**PROBLEM STATEMENT:** Rewrite the items below, swapping every "Subject" for "Target" and leaving all other text untouched.

**DATA:**
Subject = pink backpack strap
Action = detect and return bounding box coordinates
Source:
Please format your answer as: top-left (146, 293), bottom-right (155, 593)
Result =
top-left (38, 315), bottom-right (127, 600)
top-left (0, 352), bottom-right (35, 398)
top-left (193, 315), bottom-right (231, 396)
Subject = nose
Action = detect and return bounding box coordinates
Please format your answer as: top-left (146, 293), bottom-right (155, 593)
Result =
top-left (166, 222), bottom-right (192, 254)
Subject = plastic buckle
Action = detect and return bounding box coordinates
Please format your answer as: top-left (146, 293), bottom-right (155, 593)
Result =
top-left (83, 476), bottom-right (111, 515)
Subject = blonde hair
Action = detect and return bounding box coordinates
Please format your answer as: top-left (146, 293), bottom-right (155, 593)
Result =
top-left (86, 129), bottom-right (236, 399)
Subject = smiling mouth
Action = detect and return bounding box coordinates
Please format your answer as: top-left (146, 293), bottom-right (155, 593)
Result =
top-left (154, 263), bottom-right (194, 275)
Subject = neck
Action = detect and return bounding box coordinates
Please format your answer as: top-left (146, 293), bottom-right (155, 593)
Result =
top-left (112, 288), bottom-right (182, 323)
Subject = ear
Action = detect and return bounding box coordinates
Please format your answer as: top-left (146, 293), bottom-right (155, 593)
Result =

**COMPLETE RESPONSE:**
Target = pink backpack strap
Action = detect and return bounding box coordinates
Source:
Please format your answer as: top-left (146, 293), bottom-right (155, 593)
Result =
top-left (38, 315), bottom-right (127, 600)
top-left (0, 352), bottom-right (35, 398)
top-left (193, 315), bottom-right (231, 396)
Target = nose
Action = detect and return bounding box coordinates
Please format your answer as: top-left (146, 293), bottom-right (155, 593)
Result =
top-left (166, 222), bottom-right (192, 254)
Target = plastic buckle
Action = detect and return bounding box coordinates
Please format your answer as: top-left (146, 293), bottom-right (155, 593)
Result =
top-left (83, 476), bottom-right (111, 515)
Target = blonde hair
Action = detect and return bounding box coordinates
Please format your answer as: top-left (146, 293), bottom-right (155, 593)
Result =
top-left (86, 129), bottom-right (236, 399)
Target = smiling mouth
Action = detect and return bounding box coordinates
Please format your answer as: top-left (146, 293), bottom-right (155, 593)
Result =
top-left (154, 263), bottom-right (194, 275)
Target = neck
Action = detect and return bounding box coordinates
Please format your answer as: top-left (146, 293), bottom-right (155, 593)
Result =
top-left (112, 288), bottom-right (182, 323)
Target = ear
Action = detect and return bounding box coordinates
Please format your answer as: top-left (146, 293), bottom-right (155, 593)
Result =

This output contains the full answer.